— Start of Materials provided —

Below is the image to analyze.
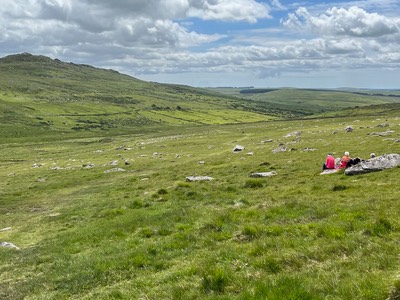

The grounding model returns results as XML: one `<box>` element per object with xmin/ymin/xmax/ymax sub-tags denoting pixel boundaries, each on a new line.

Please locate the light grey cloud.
<box><xmin>0</xmin><ymin>0</ymin><xmax>400</xmax><ymax>85</ymax></box>
<box><xmin>282</xmin><ymin>6</ymin><xmax>400</xmax><ymax>37</ymax></box>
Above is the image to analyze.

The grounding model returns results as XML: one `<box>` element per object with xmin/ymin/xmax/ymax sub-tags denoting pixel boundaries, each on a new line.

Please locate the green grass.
<box><xmin>0</xmin><ymin>112</ymin><xmax>400</xmax><ymax>299</ymax></box>
<box><xmin>0</xmin><ymin>55</ymin><xmax>400</xmax><ymax>300</ymax></box>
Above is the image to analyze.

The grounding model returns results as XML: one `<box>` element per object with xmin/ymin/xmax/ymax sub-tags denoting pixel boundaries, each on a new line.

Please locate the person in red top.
<box><xmin>339</xmin><ymin>151</ymin><xmax>350</xmax><ymax>169</ymax></box>
<box><xmin>322</xmin><ymin>154</ymin><xmax>335</xmax><ymax>170</ymax></box>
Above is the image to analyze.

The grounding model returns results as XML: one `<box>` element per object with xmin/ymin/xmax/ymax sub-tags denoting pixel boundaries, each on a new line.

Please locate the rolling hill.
<box><xmin>0</xmin><ymin>54</ymin><xmax>400</xmax><ymax>300</ymax></box>
<box><xmin>0</xmin><ymin>53</ymin><xmax>272</xmax><ymax>136</ymax></box>
<box><xmin>0</xmin><ymin>53</ymin><xmax>400</xmax><ymax>142</ymax></box>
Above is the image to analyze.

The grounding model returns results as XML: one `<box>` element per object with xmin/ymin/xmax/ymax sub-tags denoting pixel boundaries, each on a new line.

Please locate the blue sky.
<box><xmin>0</xmin><ymin>0</ymin><xmax>400</xmax><ymax>89</ymax></box>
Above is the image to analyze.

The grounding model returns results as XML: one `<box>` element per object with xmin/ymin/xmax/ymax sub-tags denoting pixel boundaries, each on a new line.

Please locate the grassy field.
<box><xmin>0</xmin><ymin>114</ymin><xmax>400</xmax><ymax>299</ymax></box>
<box><xmin>0</xmin><ymin>55</ymin><xmax>400</xmax><ymax>300</ymax></box>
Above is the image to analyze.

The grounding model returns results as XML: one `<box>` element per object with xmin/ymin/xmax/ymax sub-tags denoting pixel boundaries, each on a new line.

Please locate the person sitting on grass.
<box><xmin>339</xmin><ymin>151</ymin><xmax>351</xmax><ymax>169</ymax></box>
<box><xmin>322</xmin><ymin>154</ymin><xmax>335</xmax><ymax>171</ymax></box>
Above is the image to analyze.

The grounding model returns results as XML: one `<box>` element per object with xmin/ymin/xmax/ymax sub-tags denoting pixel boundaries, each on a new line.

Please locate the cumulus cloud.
<box><xmin>0</xmin><ymin>0</ymin><xmax>400</xmax><ymax>86</ymax></box>
<box><xmin>282</xmin><ymin>6</ymin><xmax>400</xmax><ymax>37</ymax></box>
<box><xmin>188</xmin><ymin>0</ymin><xmax>270</xmax><ymax>23</ymax></box>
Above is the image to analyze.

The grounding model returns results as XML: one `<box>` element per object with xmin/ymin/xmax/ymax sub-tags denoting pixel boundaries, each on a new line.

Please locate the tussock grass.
<box><xmin>0</xmin><ymin>113</ymin><xmax>400</xmax><ymax>299</ymax></box>
<box><xmin>0</xmin><ymin>53</ymin><xmax>400</xmax><ymax>300</ymax></box>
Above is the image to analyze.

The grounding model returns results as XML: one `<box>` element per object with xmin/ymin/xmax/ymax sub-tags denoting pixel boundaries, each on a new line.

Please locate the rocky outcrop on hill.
<box><xmin>344</xmin><ymin>154</ymin><xmax>400</xmax><ymax>175</ymax></box>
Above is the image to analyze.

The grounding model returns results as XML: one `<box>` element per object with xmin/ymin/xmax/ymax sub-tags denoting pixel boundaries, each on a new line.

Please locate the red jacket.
<box><xmin>325</xmin><ymin>155</ymin><xmax>335</xmax><ymax>169</ymax></box>
<box><xmin>339</xmin><ymin>155</ymin><xmax>350</xmax><ymax>169</ymax></box>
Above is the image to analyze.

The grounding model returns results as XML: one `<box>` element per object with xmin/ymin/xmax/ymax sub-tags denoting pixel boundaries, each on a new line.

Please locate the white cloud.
<box><xmin>282</xmin><ymin>6</ymin><xmax>400</xmax><ymax>37</ymax></box>
<box><xmin>0</xmin><ymin>0</ymin><xmax>400</xmax><ymax>85</ymax></box>
<box><xmin>188</xmin><ymin>0</ymin><xmax>270</xmax><ymax>23</ymax></box>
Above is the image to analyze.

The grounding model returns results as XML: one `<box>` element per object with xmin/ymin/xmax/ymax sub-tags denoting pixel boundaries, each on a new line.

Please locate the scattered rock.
<box><xmin>368</xmin><ymin>130</ymin><xmax>394</xmax><ymax>136</ymax></box>
<box><xmin>186</xmin><ymin>176</ymin><xmax>214</xmax><ymax>182</ymax></box>
<box><xmin>319</xmin><ymin>169</ymin><xmax>340</xmax><ymax>175</ymax></box>
<box><xmin>104</xmin><ymin>168</ymin><xmax>125</xmax><ymax>174</ymax></box>
<box><xmin>110</xmin><ymin>160</ymin><xmax>118</xmax><ymax>166</ymax></box>
<box><xmin>0</xmin><ymin>242</ymin><xmax>19</xmax><ymax>250</ymax></box>
<box><xmin>376</xmin><ymin>123</ymin><xmax>389</xmax><ymax>128</ymax></box>
<box><xmin>249</xmin><ymin>171</ymin><xmax>278</xmax><ymax>178</ymax></box>
<box><xmin>115</xmin><ymin>146</ymin><xmax>132</xmax><ymax>151</ymax></box>
<box><xmin>272</xmin><ymin>144</ymin><xmax>287</xmax><ymax>154</ymax></box>
<box><xmin>344</xmin><ymin>154</ymin><xmax>400</xmax><ymax>175</ymax></box>
<box><xmin>261</xmin><ymin>139</ymin><xmax>273</xmax><ymax>144</ymax></box>
<box><xmin>82</xmin><ymin>163</ymin><xmax>94</xmax><ymax>169</ymax></box>
<box><xmin>345</xmin><ymin>126</ymin><xmax>353</xmax><ymax>132</ymax></box>
<box><xmin>233</xmin><ymin>145</ymin><xmax>245</xmax><ymax>152</ymax></box>
<box><xmin>285</xmin><ymin>131</ymin><xmax>302</xmax><ymax>137</ymax></box>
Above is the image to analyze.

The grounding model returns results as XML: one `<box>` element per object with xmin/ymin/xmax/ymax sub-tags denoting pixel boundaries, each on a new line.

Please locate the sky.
<box><xmin>0</xmin><ymin>0</ymin><xmax>400</xmax><ymax>89</ymax></box>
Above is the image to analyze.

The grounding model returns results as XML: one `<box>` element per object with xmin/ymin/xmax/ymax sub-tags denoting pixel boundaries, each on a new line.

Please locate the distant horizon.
<box><xmin>0</xmin><ymin>0</ymin><xmax>400</xmax><ymax>89</ymax></box>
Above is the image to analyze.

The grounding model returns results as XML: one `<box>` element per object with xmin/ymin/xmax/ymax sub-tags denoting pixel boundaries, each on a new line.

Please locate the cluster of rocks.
<box><xmin>344</xmin><ymin>154</ymin><xmax>400</xmax><ymax>175</ymax></box>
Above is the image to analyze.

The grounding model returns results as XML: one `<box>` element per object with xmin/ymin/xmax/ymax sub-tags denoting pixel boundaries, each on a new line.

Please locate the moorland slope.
<box><xmin>0</xmin><ymin>54</ymin><xmax>400</xmax><ymax>300</ymax></box>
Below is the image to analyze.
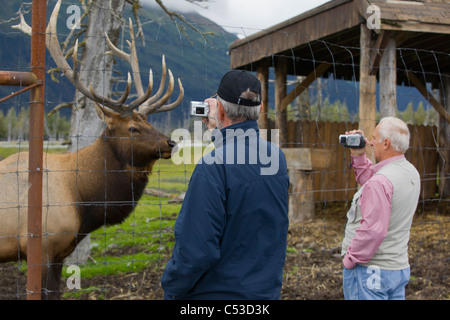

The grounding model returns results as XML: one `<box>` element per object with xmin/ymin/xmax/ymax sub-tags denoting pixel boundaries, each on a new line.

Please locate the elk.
<box><xmin>0</xmin><ymin>1</ymin><xmax>184</xmax><ymax>299</ymax></box>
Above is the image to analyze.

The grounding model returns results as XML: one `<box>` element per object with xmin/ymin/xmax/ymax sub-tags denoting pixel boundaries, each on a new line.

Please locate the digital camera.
<box><xmin>191</xmin><ymin>101</ymin><xmax>209</xmax><ymax>117</ymax></box>
<box><xmin>339</xmin><ymin>133</ymin><xmax>366</xmax><ymax>149</ymax></box>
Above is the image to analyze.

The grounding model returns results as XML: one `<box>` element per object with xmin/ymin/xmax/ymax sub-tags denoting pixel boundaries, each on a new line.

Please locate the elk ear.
<box><xmin>95</xmin><ymin>102</ymin><xmax>115</xmax><ymax>128</ymax></box>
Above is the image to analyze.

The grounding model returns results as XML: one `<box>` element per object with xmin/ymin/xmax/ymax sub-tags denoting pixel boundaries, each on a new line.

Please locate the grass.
<box><xmin>0</xmin><ymin>146</ymin><xmax>209</xmax><ymax>279</ymax></box>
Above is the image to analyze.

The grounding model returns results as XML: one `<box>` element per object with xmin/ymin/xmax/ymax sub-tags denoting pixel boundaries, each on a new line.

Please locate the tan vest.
<box><xmin>341</xmin><ymin>159</ymin><xmax>420</xmax><ymax>270</ymax></box>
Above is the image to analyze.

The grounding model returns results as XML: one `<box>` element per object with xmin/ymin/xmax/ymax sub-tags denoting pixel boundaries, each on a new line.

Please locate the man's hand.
<box><xmin>345</xmin><ymin>130</ymin><xmax>368</xmax><ymax>156</ymax></box>
<box><xmin>202</xmin><ymin>98</ymin><xmax>218</xmax><ymax>131</ymax></box>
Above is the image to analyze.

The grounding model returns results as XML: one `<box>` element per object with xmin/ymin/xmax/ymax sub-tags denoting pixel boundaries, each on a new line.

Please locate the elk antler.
<box><xmin>46</xmin><ymin>0</ymin><xmax>184</xmax><ymax>116</ymax></box>
<box><xmin>105</xmin><ymin>19</ymin><xmax>184</xmax><ymax>115</ymax></box>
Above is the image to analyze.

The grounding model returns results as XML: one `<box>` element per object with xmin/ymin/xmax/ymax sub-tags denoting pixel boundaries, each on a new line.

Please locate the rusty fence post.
<box><xmin>27</xmin><ymin>0</ymin><xmax>47</xmax><ymax>300</ymax></box>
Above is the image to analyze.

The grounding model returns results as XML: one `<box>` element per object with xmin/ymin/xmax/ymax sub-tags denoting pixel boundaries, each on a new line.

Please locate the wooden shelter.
<box><xmin>229</xmin><ymin>0</ymin><xmax>450</xmax><ymax>202</ymax></box>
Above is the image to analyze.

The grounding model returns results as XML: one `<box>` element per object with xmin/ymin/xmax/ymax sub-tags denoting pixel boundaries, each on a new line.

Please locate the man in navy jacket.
<box><xmin>161</xmin><ymin>71</ymin><xmax>289</xmax><ymax>300</ymax></box>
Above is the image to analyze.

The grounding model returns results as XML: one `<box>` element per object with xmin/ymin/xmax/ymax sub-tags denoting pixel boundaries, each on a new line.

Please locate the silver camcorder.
<box><xmin>339</xmin><ymin>133</ymin><xmax>366</xmax><ymax>149</ymax></box>
<box><xmin>191</xmin><ymin>101</ymin><xmax>209</xmax><ymax>117</ymax></box>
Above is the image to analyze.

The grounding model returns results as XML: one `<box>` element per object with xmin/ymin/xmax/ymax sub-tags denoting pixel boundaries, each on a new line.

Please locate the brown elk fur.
<box><xmin>0</xmin><ymin>108</ymin><xmax>175</xmax><ymax>298</ymax></box>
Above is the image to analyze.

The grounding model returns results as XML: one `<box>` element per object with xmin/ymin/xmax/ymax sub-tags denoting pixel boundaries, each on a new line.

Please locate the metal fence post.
<box><xmin>27</xmin><ymin>0</ymin><xmax>47</xmax><ymax>300</ymax></box>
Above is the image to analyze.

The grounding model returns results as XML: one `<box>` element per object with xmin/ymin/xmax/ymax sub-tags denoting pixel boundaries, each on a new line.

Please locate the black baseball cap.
<box><xmin>217</xmin><ymin>70</ymin><xmax>261</xmax><ymax>107</ymax></box>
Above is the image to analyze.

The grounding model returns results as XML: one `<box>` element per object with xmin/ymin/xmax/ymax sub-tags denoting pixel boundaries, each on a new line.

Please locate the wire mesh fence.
<box><xmin>0</xmin><ymin>0</ymin><xmax>450</xmax><ymax>300</ymax></box>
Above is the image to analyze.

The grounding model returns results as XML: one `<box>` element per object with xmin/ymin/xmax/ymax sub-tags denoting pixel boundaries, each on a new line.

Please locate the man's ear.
<box><xmin>383</xmin><ymin>138</ymin><xmax>391</xmax><ymax>150</ymax></box>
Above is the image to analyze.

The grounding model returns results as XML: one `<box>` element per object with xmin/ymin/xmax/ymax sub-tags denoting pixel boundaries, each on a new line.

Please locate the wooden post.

— End of Materials provided —

[Problem description] Locate every line in the records above that contains the string "cloud", and copy each of those lines in full.

[Reply to the exercise]
Please locate the light grey cloud.
Please locate the cumulus cloud.
Please locate the white cloud.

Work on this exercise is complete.